— Exercise prompt —
Only some lines are wanted. Transcribe, exactly, the lines below from the line with "We already know the white pillow" up to and including the line with "We already know the light".

(Data extract Opens)

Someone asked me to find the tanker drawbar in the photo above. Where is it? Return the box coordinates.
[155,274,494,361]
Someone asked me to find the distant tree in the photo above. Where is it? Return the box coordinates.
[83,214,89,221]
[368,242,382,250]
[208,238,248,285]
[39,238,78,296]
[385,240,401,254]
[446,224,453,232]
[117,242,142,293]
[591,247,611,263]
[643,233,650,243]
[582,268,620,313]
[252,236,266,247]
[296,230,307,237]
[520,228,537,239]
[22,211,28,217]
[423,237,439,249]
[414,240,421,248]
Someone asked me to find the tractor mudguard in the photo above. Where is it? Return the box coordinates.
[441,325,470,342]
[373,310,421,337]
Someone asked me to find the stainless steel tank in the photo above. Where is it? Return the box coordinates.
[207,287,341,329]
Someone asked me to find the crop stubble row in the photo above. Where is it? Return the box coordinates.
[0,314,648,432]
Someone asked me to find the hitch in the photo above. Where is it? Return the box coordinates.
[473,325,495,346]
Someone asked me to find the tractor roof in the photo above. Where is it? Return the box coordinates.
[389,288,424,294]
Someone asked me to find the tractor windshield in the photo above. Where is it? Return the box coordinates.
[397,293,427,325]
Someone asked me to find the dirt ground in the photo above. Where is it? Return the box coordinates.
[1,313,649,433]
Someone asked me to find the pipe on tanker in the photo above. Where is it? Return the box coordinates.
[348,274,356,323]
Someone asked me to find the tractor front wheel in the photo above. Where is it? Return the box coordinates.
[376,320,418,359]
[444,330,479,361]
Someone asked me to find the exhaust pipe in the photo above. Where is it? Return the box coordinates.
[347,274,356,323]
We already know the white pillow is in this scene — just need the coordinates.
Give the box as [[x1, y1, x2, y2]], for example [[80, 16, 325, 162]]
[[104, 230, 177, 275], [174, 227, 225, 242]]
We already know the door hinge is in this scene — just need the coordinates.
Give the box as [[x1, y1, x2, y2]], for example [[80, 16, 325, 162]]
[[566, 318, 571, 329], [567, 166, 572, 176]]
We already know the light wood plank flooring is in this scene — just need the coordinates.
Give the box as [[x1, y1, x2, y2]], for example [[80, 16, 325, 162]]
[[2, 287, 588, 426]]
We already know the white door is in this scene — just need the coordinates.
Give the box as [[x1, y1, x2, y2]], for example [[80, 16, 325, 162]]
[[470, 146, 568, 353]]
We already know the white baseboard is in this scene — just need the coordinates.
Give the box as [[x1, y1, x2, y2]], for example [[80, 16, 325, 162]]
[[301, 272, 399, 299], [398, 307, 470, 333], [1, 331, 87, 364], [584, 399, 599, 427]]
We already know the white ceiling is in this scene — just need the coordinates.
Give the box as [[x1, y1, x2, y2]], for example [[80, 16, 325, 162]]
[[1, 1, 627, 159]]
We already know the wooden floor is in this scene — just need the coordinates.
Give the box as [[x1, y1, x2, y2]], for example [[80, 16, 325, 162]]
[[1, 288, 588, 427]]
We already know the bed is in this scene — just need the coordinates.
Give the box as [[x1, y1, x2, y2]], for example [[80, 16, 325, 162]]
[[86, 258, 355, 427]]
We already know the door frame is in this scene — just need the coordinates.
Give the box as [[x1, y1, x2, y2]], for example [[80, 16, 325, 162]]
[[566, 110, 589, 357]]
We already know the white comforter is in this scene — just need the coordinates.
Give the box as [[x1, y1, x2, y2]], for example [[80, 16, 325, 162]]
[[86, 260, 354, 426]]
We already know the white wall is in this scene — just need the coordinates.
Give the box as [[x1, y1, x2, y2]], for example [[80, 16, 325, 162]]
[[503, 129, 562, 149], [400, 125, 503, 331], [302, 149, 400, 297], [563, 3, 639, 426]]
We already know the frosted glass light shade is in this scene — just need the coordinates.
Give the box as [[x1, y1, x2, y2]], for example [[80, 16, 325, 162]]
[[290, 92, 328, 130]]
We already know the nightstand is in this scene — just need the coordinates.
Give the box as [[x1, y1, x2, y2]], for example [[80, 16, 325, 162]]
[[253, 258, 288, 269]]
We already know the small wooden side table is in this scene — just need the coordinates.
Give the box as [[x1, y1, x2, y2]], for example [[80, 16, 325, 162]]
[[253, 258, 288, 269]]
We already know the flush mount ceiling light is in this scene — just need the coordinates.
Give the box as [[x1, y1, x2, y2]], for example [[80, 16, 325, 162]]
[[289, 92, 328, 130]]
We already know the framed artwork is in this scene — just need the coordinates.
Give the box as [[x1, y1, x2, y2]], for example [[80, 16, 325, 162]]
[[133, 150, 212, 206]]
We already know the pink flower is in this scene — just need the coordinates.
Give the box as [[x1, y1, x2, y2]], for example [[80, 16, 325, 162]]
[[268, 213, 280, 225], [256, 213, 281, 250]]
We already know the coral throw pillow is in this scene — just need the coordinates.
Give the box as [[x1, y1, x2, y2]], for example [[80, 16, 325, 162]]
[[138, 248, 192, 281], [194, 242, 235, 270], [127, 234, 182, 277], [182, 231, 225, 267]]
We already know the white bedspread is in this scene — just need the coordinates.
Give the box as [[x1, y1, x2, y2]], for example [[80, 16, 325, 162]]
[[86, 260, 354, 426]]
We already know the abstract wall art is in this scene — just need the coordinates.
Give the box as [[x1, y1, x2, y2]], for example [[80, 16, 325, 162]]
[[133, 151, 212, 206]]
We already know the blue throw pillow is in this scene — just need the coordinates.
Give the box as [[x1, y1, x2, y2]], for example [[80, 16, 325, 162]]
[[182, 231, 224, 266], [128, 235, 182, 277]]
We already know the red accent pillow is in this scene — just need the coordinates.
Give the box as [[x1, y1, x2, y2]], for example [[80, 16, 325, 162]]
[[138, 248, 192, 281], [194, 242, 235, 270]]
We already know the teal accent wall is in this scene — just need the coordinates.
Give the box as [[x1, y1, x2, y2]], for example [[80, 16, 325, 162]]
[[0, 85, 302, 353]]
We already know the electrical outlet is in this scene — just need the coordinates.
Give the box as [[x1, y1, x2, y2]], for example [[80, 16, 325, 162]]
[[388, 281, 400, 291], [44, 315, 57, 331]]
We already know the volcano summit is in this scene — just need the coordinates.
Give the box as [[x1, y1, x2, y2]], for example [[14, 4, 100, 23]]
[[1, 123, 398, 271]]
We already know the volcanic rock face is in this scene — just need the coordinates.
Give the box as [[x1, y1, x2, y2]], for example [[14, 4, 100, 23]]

(Data extract Closes)

— Answer to this task —
We already know the white pillow is in this scene — just need the coordinates.
Give the box as [[x1, y1, x2, y2]], for example [[80, 16, 325, 162]]
[[104, 230, 177, 275], [174, 227, 225, 242]]
We already know the door hinge is in this scene — just need the coordinates.
Give the box as [[x1, y1, x2, y2]], for example [[80, 16, 325, 162]]
[[566, 318, 571, 329], [567, 166, 572, 176]]
We already know the light wood plank flooring is in this scene — just need the coordinates.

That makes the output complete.